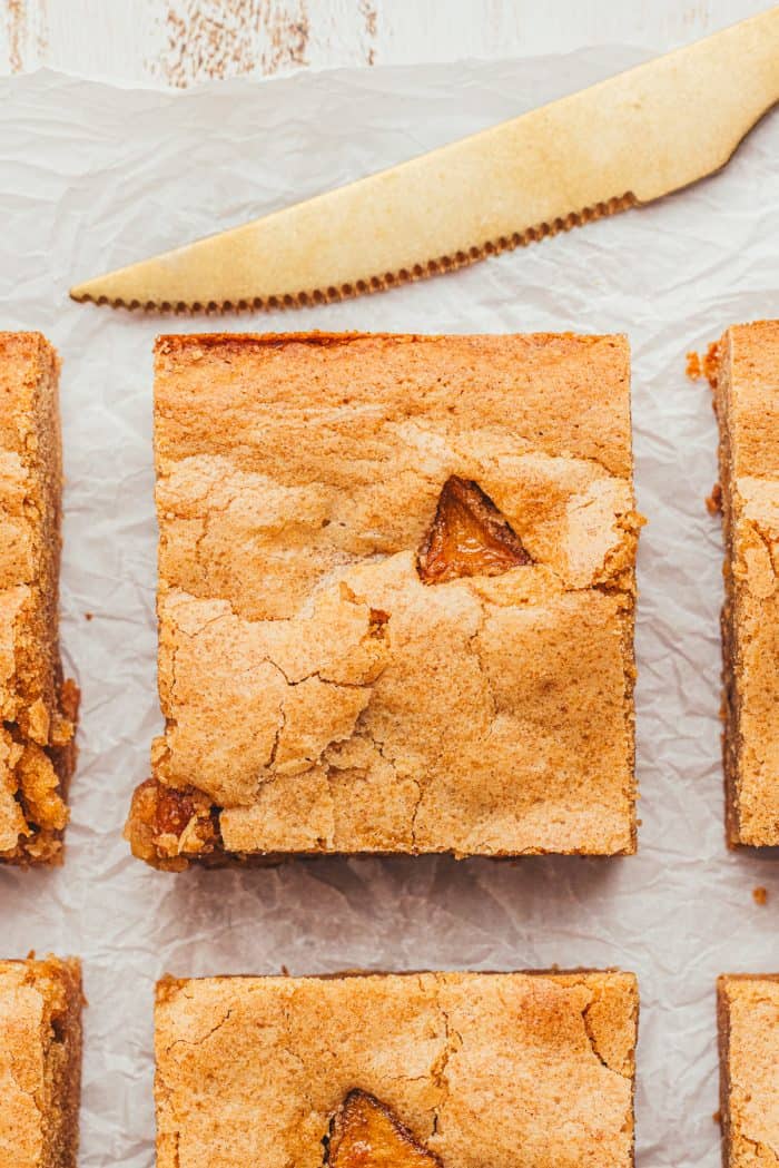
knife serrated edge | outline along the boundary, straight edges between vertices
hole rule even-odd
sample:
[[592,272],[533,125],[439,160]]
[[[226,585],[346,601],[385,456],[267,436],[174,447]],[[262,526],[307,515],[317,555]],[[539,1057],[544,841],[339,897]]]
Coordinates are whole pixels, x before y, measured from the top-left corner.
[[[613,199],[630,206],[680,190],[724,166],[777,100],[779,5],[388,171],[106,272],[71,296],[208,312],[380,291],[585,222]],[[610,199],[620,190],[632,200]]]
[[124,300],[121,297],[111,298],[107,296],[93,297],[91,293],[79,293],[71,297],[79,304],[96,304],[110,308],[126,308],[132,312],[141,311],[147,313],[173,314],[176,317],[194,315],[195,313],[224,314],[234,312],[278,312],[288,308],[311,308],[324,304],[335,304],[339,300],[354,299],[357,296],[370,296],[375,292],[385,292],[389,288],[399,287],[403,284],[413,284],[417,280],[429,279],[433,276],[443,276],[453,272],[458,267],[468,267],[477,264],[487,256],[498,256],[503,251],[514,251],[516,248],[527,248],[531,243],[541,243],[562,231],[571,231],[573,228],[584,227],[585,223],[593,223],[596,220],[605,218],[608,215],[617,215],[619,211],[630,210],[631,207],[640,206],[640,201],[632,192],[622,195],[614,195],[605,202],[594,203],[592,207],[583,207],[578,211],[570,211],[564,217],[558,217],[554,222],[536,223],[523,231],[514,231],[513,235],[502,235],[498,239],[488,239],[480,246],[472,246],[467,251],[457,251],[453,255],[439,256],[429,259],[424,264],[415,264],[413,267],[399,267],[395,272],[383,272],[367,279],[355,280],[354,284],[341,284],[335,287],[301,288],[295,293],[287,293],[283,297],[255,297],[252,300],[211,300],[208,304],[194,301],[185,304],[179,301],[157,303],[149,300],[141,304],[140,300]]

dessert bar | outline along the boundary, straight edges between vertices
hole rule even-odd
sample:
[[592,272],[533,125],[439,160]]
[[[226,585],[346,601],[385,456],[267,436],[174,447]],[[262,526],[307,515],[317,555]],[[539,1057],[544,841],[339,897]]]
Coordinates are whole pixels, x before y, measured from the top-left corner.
====
Stated task >> Rewrite every line of the records with "even-odd" replaced by "nonzero" and nothing else changed. Leave the pictures out of your answer.

Exercise result >>
knife serrated edge | outline along the boundary, straight edges between vertices
hole rule nonzero
sample:
[[592,272],[533,125],[439,160]]
[[[226,585],[346,601],[385,456],[267,436],[174,447]],[[262,526],[307,515],[317,555]],[[539,1057],[544,841],[339,897]]]
Coordinates are whole pixels, x before y, measured from the top-left corner.
[[[613,199],[630,206],[680,190],[724,166],[777,100],[779,5],[388,171],[106,272],[71,296],[208,312],[380,291],[585,222]],[[610,199],[620,190],[632,200]]]
[[124,300],[121,297],[111,298],[107,296],[93,297],[91,293],[79,293],[71,297],[79,304],[96,304],[110,308],[126,308],[132,312],[141,311],[147,313],[173,314],[176,317],[194,315],[195,313],[224,314],[234,312],[278,312],[288,308],[311,308],[324,304],[335,304],[339,300],[354,299],[357,296],[370,296],[375,292],[385,292],[389,288],[399,287],[403,284],[413,284],[417,280],[429,279],[433,276],[443,276],[453,272],[458,267],[468,267],[477,264],[487,256],[498,256],[503,251],[514,251],[516,248],[527,248],[531,243],[541,243],[562,231],[571,231],[573,228],[584,227],[585,223],[593,223],[596,220],[605,218],[608,215],[617,215],[619,211],[630,210],[631,207],[640,206],[640,201],[632,192],[622,195],[614,195],[605,202],[594,203],[592,207],[583,207],[578,211],[570,211],[564,217],[558,217],[554,222],[536,223],[523,231],[514,231],[513,235],[502,235],[498,239],[488,239],[480,246],[472,246],[467,251],[457,251],[453,255],[439,256],[429,259],[424,264],[415,264],[413,267],[399,267],[395,272],[383,272],[367,279],[355,280],[354,284],[341,284],[335,287],[301,288],[295,293],[287,293],[283,297],[255,297],[252,300],[211,300],[208,304],[194,301],[185,304],[179,301],[157,303],[149,300],[141,304],[140,300]]

dessert bar | outline along the boundary, straight edges between vertices
hole rule nonzero
sample:
[[592,272],[533,125],[439,160]]
[[[226,585],[346,601],[385,456],[267,436],[174,447]],[[262,526],[307,515],[317,555]],[[539,1057],[544,841],[339,897]]]
Coordinates are whole pixels, x before y, measured from the top-left corner.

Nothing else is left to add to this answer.